Point-based annotation data >>
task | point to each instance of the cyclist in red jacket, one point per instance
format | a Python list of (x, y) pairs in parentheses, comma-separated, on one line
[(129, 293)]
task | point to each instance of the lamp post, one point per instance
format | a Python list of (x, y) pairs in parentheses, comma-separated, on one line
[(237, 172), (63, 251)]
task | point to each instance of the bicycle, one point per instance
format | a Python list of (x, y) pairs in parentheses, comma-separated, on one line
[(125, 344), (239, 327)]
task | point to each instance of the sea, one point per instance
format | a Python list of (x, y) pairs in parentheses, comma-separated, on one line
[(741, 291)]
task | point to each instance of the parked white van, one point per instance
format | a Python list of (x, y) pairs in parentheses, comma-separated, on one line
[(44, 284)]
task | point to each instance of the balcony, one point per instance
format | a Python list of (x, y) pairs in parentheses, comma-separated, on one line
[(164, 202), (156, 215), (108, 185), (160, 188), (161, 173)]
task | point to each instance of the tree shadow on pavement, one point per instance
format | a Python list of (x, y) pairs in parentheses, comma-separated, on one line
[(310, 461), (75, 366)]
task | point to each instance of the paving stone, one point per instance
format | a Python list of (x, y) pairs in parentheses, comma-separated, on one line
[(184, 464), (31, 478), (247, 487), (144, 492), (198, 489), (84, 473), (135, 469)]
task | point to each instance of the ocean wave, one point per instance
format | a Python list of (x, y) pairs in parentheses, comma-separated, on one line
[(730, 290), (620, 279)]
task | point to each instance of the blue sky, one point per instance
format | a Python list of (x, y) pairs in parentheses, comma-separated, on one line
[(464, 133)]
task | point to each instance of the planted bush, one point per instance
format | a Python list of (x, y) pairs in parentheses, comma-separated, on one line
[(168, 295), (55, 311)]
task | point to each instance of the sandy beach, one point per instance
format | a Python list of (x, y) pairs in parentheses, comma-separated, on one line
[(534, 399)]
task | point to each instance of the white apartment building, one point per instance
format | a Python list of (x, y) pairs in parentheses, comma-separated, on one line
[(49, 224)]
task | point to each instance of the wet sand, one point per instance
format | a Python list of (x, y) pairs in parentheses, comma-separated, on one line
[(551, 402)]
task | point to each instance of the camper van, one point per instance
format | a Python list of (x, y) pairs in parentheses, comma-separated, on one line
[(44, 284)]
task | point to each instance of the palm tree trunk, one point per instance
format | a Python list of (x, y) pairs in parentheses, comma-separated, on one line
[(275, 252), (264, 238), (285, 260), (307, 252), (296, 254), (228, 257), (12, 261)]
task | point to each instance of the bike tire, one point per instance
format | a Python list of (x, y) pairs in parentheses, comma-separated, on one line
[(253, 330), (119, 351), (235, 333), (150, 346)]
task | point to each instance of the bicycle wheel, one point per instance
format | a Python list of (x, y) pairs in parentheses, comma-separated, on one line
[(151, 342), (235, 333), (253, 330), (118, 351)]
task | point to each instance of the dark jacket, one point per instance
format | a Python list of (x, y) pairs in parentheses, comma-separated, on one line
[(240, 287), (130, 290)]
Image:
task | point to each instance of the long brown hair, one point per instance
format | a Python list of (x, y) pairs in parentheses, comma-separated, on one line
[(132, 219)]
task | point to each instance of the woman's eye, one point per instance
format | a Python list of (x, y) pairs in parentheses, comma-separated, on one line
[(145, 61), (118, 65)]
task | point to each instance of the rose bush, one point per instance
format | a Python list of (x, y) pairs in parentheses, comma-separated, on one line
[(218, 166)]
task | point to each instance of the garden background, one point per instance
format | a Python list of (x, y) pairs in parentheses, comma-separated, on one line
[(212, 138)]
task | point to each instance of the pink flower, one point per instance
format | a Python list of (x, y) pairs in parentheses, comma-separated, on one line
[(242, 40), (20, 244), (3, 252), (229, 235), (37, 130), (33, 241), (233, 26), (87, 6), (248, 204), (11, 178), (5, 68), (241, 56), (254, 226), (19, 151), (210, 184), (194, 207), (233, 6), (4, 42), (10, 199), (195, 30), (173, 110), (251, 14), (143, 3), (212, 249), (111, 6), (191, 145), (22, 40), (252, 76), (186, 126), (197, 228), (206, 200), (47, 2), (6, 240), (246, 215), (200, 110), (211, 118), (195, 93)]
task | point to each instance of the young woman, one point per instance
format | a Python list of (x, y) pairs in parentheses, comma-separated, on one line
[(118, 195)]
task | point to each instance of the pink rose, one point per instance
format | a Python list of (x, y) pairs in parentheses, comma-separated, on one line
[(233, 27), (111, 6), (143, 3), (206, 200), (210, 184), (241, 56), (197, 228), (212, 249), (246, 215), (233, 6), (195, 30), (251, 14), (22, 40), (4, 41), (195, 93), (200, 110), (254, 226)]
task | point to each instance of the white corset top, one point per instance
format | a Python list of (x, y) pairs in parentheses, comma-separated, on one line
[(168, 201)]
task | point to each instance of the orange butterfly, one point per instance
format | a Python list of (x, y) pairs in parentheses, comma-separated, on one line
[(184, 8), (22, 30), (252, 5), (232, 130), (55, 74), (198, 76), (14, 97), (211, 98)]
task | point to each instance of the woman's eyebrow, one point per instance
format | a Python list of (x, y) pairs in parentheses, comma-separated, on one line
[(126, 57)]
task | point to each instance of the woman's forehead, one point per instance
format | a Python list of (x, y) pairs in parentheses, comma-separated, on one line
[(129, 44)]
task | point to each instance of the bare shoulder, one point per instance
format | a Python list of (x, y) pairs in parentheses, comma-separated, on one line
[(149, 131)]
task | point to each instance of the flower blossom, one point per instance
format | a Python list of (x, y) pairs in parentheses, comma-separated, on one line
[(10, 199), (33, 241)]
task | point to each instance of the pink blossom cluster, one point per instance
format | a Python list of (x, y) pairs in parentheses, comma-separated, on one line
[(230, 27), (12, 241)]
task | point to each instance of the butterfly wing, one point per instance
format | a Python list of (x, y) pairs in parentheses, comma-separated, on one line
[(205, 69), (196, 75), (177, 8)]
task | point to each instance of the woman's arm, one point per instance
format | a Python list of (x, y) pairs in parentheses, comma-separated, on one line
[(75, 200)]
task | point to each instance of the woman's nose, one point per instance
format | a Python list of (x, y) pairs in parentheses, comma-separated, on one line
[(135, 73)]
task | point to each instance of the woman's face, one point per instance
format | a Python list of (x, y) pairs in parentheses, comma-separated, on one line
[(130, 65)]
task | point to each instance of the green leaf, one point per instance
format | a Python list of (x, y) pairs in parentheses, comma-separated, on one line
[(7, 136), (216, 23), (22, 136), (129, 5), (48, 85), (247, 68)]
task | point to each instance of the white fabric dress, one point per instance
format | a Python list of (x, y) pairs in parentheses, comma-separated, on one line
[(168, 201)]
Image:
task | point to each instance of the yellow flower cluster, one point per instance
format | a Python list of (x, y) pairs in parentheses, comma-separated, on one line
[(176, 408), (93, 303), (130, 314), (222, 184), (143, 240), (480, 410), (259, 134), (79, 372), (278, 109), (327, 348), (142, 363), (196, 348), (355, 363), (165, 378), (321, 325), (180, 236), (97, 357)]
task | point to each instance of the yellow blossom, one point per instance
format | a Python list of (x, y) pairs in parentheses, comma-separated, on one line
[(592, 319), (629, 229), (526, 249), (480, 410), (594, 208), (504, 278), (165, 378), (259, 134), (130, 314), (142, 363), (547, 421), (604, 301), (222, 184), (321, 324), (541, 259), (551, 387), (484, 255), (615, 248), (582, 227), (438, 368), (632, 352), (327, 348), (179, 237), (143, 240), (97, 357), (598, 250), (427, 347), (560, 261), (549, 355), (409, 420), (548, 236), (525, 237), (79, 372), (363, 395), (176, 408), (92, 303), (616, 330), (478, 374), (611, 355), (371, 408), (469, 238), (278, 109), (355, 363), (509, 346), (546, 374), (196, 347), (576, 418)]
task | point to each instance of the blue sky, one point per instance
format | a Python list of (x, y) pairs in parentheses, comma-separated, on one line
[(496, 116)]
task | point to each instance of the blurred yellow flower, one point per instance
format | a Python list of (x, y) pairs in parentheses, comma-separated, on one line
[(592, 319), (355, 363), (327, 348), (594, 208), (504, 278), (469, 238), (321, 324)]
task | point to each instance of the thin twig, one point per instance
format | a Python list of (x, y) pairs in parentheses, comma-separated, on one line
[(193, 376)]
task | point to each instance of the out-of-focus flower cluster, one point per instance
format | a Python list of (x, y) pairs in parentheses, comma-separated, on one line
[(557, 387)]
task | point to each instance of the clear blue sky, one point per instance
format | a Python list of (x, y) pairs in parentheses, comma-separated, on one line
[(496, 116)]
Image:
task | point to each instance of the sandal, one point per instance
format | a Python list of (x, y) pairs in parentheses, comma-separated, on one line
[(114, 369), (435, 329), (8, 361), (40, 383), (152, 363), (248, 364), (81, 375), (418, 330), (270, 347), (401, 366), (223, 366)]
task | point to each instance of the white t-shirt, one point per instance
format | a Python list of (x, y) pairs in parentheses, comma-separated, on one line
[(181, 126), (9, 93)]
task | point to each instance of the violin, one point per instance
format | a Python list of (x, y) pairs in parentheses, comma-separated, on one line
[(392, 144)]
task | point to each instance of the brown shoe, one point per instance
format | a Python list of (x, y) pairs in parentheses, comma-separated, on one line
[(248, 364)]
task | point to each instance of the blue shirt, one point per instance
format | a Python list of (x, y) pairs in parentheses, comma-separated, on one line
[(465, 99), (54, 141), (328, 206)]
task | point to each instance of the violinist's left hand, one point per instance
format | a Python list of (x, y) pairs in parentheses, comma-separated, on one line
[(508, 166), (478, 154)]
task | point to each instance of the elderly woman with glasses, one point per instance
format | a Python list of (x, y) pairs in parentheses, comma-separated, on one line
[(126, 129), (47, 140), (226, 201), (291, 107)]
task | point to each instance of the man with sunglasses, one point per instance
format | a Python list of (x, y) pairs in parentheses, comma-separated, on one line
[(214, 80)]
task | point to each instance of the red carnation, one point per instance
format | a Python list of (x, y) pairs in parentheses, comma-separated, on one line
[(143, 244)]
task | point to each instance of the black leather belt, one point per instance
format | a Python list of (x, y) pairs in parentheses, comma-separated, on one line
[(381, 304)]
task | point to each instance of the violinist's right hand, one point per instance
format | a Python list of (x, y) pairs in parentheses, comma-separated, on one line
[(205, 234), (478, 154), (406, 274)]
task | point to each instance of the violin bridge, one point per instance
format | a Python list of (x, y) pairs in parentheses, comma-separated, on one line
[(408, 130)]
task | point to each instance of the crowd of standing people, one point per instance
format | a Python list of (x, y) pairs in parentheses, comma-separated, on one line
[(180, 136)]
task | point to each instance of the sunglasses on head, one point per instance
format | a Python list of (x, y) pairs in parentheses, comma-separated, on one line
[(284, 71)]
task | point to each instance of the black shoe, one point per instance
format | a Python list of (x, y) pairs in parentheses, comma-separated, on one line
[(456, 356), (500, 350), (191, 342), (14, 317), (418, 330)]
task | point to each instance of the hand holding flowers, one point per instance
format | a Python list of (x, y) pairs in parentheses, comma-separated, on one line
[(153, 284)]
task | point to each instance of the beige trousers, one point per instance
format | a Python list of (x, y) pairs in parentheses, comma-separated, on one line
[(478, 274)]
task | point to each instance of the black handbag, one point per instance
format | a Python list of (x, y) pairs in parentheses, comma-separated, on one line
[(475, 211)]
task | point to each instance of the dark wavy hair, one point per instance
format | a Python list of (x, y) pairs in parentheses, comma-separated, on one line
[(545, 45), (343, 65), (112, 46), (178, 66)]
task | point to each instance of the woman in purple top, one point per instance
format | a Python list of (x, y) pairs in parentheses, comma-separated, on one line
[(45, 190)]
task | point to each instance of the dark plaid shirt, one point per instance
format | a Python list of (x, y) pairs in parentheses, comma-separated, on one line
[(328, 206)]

REQUEST >>
Reproduce the stretch from the line containing "task | point to each instance of the beige" through the line containing "[(478, 274)]", requests included. Scale every coordinate in the answers by 2.1 and round it to a whole number, halves going up, and give only those lines.

REPLY TO THE TASK >>
task | point to each instance of the beige trousers, one point per instance
format | a Python list of (x, y) pairs in parentheses, comma-separated, on one line
[(1004, 575)]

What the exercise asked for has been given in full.